- [Passage for review]:
------

Many measures have been successfully implemented in order to improve the investment climate in Turkey. In 2003, the law on Foreign direct investment and related regulations were adopted. The adoption of the Investment Promotion Regulation in 2006 and the launch of the Prime Minister’s Investment Support and Promotion Agency in 2007 have made a significant contribution to the process. In addition, the alignment of Turkish legislation with the European regulations has been strengthened by the new Turkish Trade Code adopted in 2012.


«Rapid business facilitation»
All the advantages offered by Turkey and the business-friendly investment environment that has been created in the country through reforms have increased Turkey’s attractiveness to international investors. Agreements on mutual promotion and protection of investments and agreements on the prevention of double taxation are also among the advantages offered by Turkey to international investors.

Reforms are also being implemented to make Turkey one of the top 20 countries in the World Bank’s Ease of Doing Business index. In this connection, a very important step was taken with the adoption of the law «On Amendments to Certain Laws in order to improve the Investment Environment», which entered into force in March 2018. The law, on the one hand, makes the creation of companies even easier, and on the other, contains important regulations related to business activities.

Due to the reforms, Turkey, which was ranked 60th in the ease of doing business index in 2017, rose up to 43rd position in 2019 and 33rd in 2020.

Turkey currently has bilateral investment protection agreements with 82 countries and double taxation prevention agreements with 86 countries.

The incentive system offered to investors by Turkey was specifically designed to reduce the dependence of the country’s strategic sectors on imported intermediate goods by supporting the manufacturing industry. Reduction of the current account deficit, expansion of investment support for underdeveloped regions, increase of support elements, encouragement of clustering and supporting investments that will allow for technological transformation are among the main goals of the new investment promotion system.
Operating since January 1, 2012, this system consists of three separate regimes, to each of which domestic and foreign investors have equal access.
The first mode is the implementation of general investment incentives. Regardless of the region in which investments are made, all projects that meet specific requirements for capacity and the minimum amount of investment in fixed assets are supported within the framework of the general scheme of investment incentives.

------

- [Required tasks]:
1. Answer these questions about the passage on Turkey's investment climate:
(a) In what year was the Investment Promotion Regulation adopted?
(b) With how many countries does Turkey have double taxation prevention agreements?
(c) Since what date has the investment promotion system been operating?
2. Summarize the passage on Turkey's investment climate in two sentences.
The rows that follow are separate material, unrelated to the passage above.

- [Exercise data]:
------

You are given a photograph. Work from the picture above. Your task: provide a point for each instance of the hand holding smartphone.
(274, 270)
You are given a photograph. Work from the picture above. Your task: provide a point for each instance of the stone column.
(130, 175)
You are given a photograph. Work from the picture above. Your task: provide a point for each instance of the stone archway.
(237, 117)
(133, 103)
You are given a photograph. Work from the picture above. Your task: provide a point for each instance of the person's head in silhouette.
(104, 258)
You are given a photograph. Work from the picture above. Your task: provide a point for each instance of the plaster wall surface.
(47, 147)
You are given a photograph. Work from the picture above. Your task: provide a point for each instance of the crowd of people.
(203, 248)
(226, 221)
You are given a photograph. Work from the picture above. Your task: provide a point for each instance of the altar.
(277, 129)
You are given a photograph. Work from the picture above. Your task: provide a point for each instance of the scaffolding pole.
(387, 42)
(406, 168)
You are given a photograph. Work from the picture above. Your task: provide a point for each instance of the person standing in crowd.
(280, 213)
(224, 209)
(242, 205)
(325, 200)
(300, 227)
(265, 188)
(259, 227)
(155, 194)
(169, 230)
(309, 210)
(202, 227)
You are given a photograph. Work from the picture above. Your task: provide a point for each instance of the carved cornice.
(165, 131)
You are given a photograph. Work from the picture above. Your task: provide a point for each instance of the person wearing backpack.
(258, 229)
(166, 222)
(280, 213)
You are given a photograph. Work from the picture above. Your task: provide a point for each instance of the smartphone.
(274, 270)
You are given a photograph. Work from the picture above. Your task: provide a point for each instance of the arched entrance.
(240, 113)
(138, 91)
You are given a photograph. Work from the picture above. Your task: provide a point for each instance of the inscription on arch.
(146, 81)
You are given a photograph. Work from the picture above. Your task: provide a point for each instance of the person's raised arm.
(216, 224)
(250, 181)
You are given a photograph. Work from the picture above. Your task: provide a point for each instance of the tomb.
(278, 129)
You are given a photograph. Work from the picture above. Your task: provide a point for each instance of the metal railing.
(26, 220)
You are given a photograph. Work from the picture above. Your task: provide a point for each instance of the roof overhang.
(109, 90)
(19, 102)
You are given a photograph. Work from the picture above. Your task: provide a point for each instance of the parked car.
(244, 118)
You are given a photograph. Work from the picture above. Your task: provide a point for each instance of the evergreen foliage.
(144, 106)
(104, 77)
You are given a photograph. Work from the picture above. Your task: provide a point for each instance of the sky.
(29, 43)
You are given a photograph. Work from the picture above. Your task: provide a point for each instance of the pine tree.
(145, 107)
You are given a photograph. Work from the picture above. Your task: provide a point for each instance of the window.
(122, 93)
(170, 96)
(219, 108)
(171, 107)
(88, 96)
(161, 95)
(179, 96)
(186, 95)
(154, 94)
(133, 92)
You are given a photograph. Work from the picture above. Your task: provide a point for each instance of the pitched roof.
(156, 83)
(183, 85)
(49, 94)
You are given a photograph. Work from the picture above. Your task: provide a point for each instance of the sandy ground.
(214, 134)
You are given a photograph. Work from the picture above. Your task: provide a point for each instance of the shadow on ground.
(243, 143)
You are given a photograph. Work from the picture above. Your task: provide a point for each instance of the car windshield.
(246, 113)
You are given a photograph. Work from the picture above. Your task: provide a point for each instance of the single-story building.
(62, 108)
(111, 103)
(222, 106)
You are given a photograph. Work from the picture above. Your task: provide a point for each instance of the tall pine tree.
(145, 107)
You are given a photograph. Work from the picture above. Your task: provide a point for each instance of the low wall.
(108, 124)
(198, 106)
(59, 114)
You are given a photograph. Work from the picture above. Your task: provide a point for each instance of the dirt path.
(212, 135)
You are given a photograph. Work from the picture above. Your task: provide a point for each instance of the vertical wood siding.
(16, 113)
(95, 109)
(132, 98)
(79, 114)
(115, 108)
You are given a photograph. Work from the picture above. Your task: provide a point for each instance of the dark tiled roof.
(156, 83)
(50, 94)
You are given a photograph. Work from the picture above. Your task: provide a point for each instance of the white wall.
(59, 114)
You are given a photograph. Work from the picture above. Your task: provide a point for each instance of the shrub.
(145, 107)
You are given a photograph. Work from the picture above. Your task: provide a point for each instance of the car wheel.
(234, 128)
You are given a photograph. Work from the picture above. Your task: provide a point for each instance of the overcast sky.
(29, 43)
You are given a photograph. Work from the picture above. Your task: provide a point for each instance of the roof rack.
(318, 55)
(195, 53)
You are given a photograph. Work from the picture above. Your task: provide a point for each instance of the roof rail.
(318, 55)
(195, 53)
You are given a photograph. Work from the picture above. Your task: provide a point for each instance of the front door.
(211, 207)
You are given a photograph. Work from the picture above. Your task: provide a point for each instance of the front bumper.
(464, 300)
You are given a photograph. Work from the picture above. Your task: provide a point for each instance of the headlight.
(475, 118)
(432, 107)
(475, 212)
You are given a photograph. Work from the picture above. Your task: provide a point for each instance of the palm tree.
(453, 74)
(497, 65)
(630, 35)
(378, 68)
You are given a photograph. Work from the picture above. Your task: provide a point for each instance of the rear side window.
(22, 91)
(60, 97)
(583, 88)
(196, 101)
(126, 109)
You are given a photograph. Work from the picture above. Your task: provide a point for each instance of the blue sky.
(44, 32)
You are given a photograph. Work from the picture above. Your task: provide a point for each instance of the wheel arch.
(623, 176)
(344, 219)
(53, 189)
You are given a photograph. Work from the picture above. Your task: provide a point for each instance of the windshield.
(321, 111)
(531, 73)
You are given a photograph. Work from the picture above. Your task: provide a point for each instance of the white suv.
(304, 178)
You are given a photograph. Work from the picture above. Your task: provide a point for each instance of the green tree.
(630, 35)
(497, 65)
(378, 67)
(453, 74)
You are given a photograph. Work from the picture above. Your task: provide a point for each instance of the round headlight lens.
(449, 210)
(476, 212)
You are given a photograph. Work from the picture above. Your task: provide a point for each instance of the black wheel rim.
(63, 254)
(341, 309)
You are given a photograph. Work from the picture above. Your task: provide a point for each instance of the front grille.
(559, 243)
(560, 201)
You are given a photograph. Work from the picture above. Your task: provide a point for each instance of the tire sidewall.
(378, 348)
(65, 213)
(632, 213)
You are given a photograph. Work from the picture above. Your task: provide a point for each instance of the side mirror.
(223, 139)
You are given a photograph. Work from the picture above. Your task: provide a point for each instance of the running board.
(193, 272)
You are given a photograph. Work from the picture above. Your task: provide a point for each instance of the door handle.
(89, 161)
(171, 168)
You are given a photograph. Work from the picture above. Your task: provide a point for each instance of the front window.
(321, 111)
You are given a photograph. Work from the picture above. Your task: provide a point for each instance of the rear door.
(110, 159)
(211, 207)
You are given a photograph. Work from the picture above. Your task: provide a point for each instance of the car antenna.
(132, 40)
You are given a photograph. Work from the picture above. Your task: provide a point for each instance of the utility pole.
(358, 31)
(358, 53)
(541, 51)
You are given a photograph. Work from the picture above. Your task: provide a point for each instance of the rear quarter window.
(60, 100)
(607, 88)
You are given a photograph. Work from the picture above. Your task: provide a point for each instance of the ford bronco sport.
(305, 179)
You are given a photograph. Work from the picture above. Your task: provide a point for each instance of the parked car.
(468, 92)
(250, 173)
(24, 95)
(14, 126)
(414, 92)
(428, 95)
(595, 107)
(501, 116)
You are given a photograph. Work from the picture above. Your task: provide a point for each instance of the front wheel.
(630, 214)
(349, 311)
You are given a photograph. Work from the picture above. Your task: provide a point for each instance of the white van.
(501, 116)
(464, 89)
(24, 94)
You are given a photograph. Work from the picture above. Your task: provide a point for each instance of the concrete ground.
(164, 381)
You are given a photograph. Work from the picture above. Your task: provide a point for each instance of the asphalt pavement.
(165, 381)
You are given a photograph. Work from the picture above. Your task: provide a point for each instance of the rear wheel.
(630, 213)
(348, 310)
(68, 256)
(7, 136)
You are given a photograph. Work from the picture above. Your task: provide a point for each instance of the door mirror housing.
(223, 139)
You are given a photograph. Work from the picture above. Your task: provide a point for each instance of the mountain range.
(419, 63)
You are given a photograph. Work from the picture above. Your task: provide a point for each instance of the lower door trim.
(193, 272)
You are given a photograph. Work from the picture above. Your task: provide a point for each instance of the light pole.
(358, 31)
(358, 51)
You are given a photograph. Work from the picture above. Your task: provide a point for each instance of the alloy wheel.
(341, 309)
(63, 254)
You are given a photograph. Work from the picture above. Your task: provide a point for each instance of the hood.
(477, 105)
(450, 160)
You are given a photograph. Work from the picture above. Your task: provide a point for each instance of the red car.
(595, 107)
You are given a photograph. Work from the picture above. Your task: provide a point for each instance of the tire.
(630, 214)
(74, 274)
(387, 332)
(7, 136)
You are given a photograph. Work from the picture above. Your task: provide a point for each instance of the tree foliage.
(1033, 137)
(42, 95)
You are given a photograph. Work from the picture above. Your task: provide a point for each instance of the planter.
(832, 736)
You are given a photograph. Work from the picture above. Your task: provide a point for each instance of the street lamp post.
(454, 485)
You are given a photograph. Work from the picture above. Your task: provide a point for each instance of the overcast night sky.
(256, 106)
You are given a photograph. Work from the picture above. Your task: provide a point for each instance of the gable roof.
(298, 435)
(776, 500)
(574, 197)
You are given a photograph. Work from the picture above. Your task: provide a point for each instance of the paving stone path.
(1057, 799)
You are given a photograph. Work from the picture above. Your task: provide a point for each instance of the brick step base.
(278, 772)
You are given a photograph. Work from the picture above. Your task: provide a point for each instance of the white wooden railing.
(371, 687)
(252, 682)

------

- [Answers to the problems]:
1.
(a) 2006
(b) 86 countries
(c) January 1, 2012

2. Turkey has improved its investment climate through measures such as the 2003 law on foreign direct investment and further reforms, including a law that entered into force in March 2018, and these reforms lifted its ease of doing business ranking from 60th in 2017 to 33rd in 2020. Its investment incentive system, operating since January 1, 2012, supports the manufacturing industry to reduce strategic sectors' dependence on imported intermediate goods and has three regimes open equally to domestic and foreign investors.